Given request 1:
Answer these questions about the Molly update thread:
(a) Who started the thread?
(b) What part of Molly does Mazzapoo say is glowing in the sun?
(c) Why does Mazzapoo say there's been little time for the forum lately?

Page extract:
..........

# Molly update!



## dio.ren (Jan 18, 2013)

Hi from Molly and us..It's been a while so here is a Molly update..she's doing fine and hasn't had any health issues in a long time...spring has finally sprung here so took her to the park the other day for a free run She had fun! Here are a few pics Miss you guys! Hope all your poo's are doing awesome


----------



## Lexi&Beemer (May 5, 2013)

Love her happy face!!!!


Sent from my iPhone using Tapatalk


----------



## Tinman (Apr 23, 2013)

It's been way too loooong!!!
Loving Molly I'm the sunshine!! Xx


----------



## Mazzapoo (Jul 28, 2013)

Yippee welcome back ladies  Molly looks delicious, look at her amber eyes glowing in the sun  I've been struggling for time on here myself recently (short staffed at work) and LYD is visiting - lots to post, just need a week off to do it


----------



## Lindor (Feb 3, 2014)

..........

Entries provided:
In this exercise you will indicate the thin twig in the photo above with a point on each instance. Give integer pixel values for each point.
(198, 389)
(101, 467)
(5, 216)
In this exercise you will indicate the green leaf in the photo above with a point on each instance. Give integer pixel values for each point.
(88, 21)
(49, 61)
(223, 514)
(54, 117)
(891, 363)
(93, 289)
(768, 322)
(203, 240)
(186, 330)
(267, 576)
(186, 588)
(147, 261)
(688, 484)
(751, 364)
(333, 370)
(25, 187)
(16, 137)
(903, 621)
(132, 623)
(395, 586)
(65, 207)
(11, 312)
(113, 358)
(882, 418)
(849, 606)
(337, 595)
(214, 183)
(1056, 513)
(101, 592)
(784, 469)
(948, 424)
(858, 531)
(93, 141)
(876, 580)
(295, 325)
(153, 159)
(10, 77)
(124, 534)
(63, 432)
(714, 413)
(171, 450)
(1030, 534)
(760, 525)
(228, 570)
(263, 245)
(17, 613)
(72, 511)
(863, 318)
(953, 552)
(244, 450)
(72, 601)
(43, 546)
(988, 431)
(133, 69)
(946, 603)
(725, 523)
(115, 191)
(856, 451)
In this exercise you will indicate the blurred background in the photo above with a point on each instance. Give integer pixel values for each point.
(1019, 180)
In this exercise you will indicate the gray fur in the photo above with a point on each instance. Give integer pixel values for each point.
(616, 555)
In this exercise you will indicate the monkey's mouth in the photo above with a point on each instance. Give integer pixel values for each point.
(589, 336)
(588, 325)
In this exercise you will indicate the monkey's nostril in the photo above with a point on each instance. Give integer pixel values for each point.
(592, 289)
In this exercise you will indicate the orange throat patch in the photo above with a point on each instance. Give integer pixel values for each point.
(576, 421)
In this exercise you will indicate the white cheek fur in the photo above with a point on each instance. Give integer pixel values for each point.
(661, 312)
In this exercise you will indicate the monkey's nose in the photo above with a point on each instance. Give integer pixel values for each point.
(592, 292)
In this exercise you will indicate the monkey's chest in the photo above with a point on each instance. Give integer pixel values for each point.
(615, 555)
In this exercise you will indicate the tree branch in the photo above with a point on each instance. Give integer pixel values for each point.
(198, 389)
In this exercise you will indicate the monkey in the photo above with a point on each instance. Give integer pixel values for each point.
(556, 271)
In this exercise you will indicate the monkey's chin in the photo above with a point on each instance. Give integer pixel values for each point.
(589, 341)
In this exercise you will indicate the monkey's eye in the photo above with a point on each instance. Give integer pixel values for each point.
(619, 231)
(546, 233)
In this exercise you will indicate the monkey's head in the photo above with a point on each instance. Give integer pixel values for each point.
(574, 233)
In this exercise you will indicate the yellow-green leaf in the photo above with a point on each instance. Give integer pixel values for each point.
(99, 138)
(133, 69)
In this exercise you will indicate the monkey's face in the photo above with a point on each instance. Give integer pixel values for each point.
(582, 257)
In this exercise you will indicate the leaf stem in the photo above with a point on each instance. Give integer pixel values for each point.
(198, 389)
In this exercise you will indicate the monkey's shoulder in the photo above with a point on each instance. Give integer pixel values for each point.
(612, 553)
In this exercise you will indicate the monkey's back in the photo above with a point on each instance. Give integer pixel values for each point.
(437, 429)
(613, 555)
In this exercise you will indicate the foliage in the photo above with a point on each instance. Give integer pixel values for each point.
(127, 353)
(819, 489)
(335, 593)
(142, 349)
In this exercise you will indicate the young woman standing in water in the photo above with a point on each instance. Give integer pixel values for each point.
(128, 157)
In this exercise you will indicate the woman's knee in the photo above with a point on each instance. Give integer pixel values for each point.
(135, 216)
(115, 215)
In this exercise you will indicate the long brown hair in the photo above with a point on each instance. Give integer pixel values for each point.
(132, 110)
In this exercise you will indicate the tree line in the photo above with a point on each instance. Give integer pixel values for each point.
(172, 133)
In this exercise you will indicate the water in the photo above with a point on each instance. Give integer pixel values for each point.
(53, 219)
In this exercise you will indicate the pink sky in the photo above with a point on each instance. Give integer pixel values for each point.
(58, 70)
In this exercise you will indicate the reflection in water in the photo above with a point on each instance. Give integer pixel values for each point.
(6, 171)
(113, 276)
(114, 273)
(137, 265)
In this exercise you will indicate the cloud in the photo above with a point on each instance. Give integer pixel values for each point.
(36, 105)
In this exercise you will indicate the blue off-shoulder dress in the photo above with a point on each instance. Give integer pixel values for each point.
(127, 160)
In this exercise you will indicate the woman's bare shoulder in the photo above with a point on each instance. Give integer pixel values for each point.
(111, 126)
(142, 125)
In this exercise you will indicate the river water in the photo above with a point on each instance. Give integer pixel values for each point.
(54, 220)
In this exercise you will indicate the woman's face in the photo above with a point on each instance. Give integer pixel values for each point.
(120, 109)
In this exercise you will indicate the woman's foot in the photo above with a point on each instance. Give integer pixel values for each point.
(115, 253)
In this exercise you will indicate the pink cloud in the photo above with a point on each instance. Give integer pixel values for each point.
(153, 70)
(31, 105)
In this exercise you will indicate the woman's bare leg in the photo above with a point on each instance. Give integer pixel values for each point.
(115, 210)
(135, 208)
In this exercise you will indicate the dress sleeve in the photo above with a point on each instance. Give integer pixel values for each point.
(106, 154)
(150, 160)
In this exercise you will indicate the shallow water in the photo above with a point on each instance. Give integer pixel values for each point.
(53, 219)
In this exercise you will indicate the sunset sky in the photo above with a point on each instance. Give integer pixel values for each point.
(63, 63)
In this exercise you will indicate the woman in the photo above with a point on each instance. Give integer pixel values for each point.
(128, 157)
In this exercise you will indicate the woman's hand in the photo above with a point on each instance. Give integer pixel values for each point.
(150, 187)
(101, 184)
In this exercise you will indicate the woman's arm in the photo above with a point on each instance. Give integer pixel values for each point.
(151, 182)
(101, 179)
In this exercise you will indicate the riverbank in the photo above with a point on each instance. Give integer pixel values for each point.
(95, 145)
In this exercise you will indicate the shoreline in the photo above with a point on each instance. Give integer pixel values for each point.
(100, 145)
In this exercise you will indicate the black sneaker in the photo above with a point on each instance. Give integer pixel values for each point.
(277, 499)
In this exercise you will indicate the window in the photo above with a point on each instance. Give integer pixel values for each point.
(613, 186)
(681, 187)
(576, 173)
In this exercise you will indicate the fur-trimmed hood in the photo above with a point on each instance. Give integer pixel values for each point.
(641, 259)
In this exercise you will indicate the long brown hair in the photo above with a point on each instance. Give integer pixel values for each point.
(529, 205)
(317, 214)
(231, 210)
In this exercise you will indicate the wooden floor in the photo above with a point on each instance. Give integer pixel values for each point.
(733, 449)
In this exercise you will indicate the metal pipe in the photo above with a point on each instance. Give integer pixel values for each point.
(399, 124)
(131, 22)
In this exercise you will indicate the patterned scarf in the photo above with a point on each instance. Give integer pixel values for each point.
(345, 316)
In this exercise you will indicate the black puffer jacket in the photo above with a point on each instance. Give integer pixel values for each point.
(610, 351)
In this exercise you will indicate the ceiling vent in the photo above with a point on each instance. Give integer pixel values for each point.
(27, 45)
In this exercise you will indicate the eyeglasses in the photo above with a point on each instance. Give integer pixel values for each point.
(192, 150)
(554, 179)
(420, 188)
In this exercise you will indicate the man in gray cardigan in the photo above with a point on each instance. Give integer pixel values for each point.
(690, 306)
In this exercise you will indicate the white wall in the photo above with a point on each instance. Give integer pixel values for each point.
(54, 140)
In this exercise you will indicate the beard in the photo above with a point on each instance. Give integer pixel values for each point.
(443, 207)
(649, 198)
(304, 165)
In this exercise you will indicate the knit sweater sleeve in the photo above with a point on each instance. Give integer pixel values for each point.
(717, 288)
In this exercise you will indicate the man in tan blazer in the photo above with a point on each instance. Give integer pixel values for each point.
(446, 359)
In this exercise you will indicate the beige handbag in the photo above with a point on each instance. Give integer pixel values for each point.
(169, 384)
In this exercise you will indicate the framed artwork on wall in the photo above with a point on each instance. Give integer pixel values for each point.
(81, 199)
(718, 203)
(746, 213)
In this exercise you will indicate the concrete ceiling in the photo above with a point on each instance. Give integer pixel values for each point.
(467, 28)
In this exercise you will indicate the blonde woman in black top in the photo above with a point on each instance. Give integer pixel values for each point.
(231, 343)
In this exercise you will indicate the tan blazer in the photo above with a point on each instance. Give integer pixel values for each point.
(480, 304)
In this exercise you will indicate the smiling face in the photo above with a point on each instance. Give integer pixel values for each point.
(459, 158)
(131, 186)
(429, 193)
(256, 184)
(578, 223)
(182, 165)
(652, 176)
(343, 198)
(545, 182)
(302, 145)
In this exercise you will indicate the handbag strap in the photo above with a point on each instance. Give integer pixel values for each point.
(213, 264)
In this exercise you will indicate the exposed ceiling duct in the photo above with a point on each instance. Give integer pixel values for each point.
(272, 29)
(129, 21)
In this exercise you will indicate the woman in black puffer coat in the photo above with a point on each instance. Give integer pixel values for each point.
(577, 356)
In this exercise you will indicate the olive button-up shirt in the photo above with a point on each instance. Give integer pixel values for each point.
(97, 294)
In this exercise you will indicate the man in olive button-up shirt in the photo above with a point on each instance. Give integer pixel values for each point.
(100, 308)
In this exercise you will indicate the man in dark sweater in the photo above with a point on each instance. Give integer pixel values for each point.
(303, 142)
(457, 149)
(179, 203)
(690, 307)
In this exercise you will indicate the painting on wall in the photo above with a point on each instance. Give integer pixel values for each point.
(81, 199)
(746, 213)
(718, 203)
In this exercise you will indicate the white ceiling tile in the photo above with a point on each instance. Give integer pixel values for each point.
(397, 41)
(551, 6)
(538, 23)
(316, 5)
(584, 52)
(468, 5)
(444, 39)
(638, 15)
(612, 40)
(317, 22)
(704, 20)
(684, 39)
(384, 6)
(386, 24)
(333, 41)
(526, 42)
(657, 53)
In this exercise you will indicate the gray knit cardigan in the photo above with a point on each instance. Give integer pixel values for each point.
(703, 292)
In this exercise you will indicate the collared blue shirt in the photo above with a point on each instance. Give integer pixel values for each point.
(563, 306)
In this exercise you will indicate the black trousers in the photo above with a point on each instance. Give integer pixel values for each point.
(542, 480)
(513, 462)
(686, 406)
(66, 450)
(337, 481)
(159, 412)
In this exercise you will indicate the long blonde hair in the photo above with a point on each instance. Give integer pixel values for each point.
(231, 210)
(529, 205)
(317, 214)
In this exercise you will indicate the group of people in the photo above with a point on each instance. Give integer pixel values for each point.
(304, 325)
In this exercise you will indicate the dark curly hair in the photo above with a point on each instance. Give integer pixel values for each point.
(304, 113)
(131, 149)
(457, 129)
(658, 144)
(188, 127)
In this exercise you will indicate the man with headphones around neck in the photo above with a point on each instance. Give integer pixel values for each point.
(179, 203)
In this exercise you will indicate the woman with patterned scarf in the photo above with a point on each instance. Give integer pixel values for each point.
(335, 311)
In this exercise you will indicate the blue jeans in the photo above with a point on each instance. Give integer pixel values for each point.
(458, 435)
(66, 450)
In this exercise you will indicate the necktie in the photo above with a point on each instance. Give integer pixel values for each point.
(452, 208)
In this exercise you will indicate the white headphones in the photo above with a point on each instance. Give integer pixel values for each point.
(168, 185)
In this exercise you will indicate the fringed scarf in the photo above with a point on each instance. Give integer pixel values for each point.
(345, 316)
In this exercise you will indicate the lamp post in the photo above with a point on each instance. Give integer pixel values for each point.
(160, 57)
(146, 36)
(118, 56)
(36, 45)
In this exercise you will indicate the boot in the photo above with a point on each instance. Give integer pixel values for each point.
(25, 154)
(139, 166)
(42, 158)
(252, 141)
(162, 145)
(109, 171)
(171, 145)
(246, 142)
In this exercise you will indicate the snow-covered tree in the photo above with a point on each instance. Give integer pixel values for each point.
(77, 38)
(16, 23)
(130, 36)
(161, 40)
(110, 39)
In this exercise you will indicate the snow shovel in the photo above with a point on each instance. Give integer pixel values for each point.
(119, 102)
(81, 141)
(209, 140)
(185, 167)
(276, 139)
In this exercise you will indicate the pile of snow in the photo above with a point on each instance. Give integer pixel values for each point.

..........

Given request 2: Count the lines of the listing that contain the string "face", treating case as significant, and give only the number.

Task answer 1:
(a) dio.ren
(b) Her amber eyes
(c) Mazzapoo is short staffed at work, and LYD is visiting.

Task answer 2: 3